Requirement:
Can you render each line of the data below as a string in a JSON list, one string per line and no blank lines? Leave any picture out.

Records for the exercise:
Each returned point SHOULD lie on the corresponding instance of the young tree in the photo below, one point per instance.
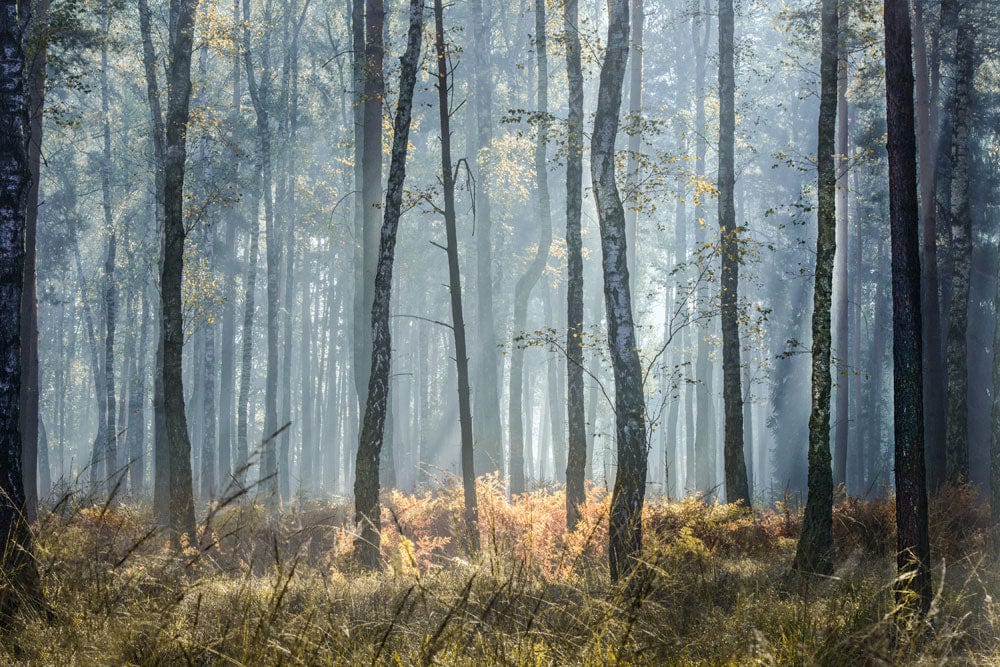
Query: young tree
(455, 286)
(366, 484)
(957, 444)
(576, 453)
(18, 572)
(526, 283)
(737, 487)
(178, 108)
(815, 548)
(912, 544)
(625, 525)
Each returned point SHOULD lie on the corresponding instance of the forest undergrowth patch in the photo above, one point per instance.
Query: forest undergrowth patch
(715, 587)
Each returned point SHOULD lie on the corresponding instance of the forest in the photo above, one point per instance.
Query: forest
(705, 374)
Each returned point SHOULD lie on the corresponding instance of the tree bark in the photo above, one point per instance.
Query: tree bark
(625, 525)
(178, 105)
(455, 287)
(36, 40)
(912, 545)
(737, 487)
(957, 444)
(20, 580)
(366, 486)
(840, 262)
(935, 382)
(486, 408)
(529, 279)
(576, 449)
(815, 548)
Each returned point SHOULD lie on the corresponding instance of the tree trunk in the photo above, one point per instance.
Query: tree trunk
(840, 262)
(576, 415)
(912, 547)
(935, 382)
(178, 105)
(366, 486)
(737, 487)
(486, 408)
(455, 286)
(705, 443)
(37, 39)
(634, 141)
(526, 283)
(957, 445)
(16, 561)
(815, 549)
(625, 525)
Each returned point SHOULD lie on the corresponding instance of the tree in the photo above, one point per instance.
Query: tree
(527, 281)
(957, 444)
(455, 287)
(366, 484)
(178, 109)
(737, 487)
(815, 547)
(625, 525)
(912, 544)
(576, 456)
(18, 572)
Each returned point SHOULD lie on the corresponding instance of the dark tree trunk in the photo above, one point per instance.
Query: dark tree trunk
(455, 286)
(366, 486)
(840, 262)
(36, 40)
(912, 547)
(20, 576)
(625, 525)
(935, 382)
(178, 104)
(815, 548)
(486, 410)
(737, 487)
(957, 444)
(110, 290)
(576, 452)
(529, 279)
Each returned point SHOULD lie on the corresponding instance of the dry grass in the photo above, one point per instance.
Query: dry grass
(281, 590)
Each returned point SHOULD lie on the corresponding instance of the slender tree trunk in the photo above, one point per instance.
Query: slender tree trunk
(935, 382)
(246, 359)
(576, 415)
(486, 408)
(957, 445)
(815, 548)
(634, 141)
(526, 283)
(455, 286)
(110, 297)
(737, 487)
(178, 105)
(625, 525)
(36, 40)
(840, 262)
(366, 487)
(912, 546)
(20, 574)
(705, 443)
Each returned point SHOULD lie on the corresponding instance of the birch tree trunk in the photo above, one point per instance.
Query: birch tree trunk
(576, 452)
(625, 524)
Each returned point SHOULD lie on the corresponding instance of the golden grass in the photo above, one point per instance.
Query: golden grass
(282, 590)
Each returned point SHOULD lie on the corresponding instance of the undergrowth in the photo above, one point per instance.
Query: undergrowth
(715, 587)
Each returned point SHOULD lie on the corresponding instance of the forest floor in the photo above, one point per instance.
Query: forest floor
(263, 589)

Right answer:
[
  "Each returned point SHOULD lie on the corresponding instance of the young tree in the photo below, one point per instance.",
  "Query: young tree",
  "(455, 286)",
  "(366, 484)",
  "(957, 444)",
  "(576, 453)",
  "(18, 572)",
  "(526, 283)",
  "(737, 487)",
  "(178, 108)",
  "(815, 548)",
  "(912, 544)",
  "(625, 525)",
  "Each returned point SHOULD lie on the corresponding instance of the forest undergrowth patch in the photo above, one point per instance.",
  "Query: forest undergrowth patch",
  "(715, 587)",
  "Each returned point SHOULD lie on the corresponding instance of the forest in the photo above, one point per instance.",
  "Query: forest",
  "(705, 374)",
  "Each returned point SHOULD lie on the corresponding instance of the tree bark in the photo above, one point per instance.",
  "Query: tree bark",
  "(625, 525)",
  "(178, 105)",
  "(455, 287)",
  "(36, 40)",
  "(912, 545)",
  "(737, 487)",
  "(957, 444)",
  "(20, 580)",
  "(366, 486)",
  "(840, 262)",
  "(935, 382)",
  "(486, 408)",
  "(529, 279)",
  "(576, 449)",
  "(815, 548)",
  "Each returned point SHOULD lie on the corresponding instance of the tree trunk in the photo above, one point per instance.",
  "Query: tree trunk",
  "(840, 262)",
  "(576, 415)",
  "(912, 547)",
  "(935, 382)",
  "(178, 105)",
  "(366, 486)",
  "(737, 487)",
  "(486, 408)",
  "(455, 286)",
  "(705, 443)",
  "(37, 39)",
  "(634, 141)",
  "(526, 283)",
  "(957, 445)",
  "(16, 561)",
  "(815, 549)",
  "(625, 525)",
  "Each returned point SHOULD lie on the corresponding instance of the tree in the photo above, one point per instance.",
  "Query: tree",
  "(527, 281)",
  "(957, 444)",
  "(455, 287)",
  "(366, 484)",
  "(178, 109)",
  "(737, 487)",
  "(815, 547)",
  "(625, 525)",
  "(912, 544)",
  "(576, 456)",
  "(18, 572)",
  "Each returned point SHOULD lie on the corresponding instance of the dark tree trunk in the photo above, one point per instance.",
  "Query: dark tree trunk",
  "(455, 286)",
  "(366, 486)",
  "(840, 262)",
  "(36, 40)",
  "(912, 547)",
  "(20, 576)",
  "(625, 525)",
  "(935, 382)",
  "(178, 104)",
  "(815, 548)",
  "(486, 410)",
  "(737, 487)",
  "(957, 444)",
  "(110, 290)",
  "(576, 452)",
  "(529, 279)",
  "Each returned point SHOULD lie on the corresponding instance of the dry grass in the photo above, one point per instance.",
  "Query: dry grass",
  "(281, 590)",
  "Each returned point SHOULD lie on the corresponding instance of the slender tree trunk in the photo above, one point per instance.",
  "Query: slender tree trunk",
  "(935, 382)",
  "(246, 359)",
  "(576, 415)",
  "(486, 408)",
  "(957, 445)",
  "(815, 548)",
  "(634, 141)",
  "(526, 283)",
  "(455, 286)",
  "(110, 297)",
  "(737, 487)",
  "(178, 105)",
  "(625, 525)",
  "(36, 40)",
  "(840, 262)",
  "(366, 487)",
  "(912, 546)",
  "(20, 574)",
  "(705, 443)",
  "Each returned point SHOULD lie on the corresponding instance of the birch tree trunk in the photo above, one point per instance.",
  "Query: birch tree trunk",
  "(576, 452)",
  "(625, 524)",
  "Each returned point SHOULD lie on the corresponding instance of the golden grass in the photo above, one point per instance.",
  "Query: golden grass",
  "(282, 590)",
  "Each returned point SHOULD lie on the corresponding instance of the undergrowth in the photo above, one point per instance.",
  "Query: undergrowth",
  "(715, 587)",
  "Each returned point SHOULD lie on the corresponding instance of the forest floor in the photo above, one point per instance.",
  "Query: forest floor",
  "(263, 589)"
]